## Stated exercise
Reproduce every one of the rows below verbatim, keeping their order, wording, and punctuation unchanged.

## Records for the task
________________________

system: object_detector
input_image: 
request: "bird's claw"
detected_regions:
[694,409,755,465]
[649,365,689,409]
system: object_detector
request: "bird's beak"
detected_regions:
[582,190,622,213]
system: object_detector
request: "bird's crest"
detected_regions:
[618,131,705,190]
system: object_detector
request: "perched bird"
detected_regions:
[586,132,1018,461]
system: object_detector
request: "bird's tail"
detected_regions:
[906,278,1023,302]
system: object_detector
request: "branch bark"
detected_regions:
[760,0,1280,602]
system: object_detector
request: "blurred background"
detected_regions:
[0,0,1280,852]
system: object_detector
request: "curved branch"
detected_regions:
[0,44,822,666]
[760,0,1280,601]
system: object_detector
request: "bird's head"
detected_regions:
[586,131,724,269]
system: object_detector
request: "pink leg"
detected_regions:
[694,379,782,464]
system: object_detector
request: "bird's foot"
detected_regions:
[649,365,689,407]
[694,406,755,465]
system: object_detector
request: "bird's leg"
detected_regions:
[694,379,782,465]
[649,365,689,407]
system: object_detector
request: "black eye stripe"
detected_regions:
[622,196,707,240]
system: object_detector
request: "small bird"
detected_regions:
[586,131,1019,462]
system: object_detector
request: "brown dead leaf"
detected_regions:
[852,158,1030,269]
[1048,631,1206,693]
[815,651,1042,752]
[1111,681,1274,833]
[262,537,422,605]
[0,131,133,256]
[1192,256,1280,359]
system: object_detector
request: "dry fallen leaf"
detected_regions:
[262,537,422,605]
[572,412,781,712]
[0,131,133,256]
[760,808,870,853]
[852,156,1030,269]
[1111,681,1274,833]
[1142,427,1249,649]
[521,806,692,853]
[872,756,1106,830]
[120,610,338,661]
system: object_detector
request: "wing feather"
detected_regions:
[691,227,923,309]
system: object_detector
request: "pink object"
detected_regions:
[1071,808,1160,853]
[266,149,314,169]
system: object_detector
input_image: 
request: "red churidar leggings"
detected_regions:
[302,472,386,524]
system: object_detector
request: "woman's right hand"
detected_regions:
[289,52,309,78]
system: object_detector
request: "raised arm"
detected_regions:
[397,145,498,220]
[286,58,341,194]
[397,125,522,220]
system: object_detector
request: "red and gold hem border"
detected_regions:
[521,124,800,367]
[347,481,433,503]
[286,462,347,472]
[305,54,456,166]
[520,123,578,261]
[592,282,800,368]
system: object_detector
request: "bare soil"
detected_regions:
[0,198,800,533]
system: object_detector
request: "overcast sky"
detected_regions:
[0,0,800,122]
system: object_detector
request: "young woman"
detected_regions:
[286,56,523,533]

________________________

## Correct result
system: object_detector
input_image: 
request: "bird's claw"
detected_regions:
[694,409,755,465]
[649,365,689,409]
system: object_detector
request: "bird's beak"
detected_regions:
[582,190,622,213]
system: object_detector
request: "bird's crest"
detected_regions:
[618,131,705,190]
system: object_detector
request: "perched bird"
detected_regions:
[586,132,1018,461]
system: object_detector
request: "bird's tail"
detected_regions:
[906,278,1023,302]
system: object_detector
request: "branch bark"
detected_regions:
[760,0,1280,602]
system: object_detector
request: "blurred background"
detected_regions:
[0,0,1280,852]
system: object_detector
request: "curved branch"
detected_regions:
[0,44,822,666]
[760,0,1280,601]
system: object_detector
request: "bird's head"
detected_regions:
[586,131,724,269]
system: object_detector
request: "pink leg"
detected_regions:
[694,379,782,464]
system: object_detector
request: "bird's foot"
detected_regions:
[649,365,689,407]
[694,406,755,465]
system: object_detector
request: "bird's leg"
detected_regions:
[694,379,782,465]
[649,365,689,407]
system: object_detector
request: "black eye stripe"
detected_regions:
[622,196,707,240]
system: object_detector
request: "small bird"
detected_regions:
[586,131,1019,462]
system: object_detector
request: "brown dead leaf"
detected_regions:
[852,158,1030,269]
[1048,631,1206,693]
[815,651,1042,752]
[1111,681,1274,833]
[262,537,422,605]
[0,131,133,256]
[1192,256,1280,359]
system: object_detector
request: "dry fallen leaf"
detected_regions:
[262,537,422,605]
[572,412,781,712]
[0,131,133,256]
[760,808,870,853]
[852,156,1030,269]
[1111,681,1274,833]
[1142,427,1249,649]
[521,806,692,853]
[872,756,1106,830]
[120,610,338,661]
system: object_detector
request: "wing feather"
detected_regions:
[691,227,923,309]
system: object_detector
request: "pink object"
detected_regions:
[1071,808,1160,853]
[266,149,314,169]
system: object_detector
input_image: 
request: "red churidar leggings"
detected_regions:
[302,472,386,524]
system: object_detector
request: "woman's right hand"
detected_regions:
[289,52,309,78]
system: object_detector
request: "raised arm"
detected_regions:
[397,145,498,220]
[286,58,341,194]
[397,125,522,220]
system: object_detector
request: "red and gold hem border"
detected_regions:
[521,124,800,367]
[347,481,433,503]
[286,462,347,472]
[305,54,456,166]
[520,123,578,261]
[592,282,800,368]
system: object_detector
request: "bare soil"
detected_regions:
[0,198,800,533]
system: object_detector
request: "overcast sky"
detected_regions:
[0,0,800,122]
system: object_detector
request: "young woman"
detected_regions:
[286,56,523,533]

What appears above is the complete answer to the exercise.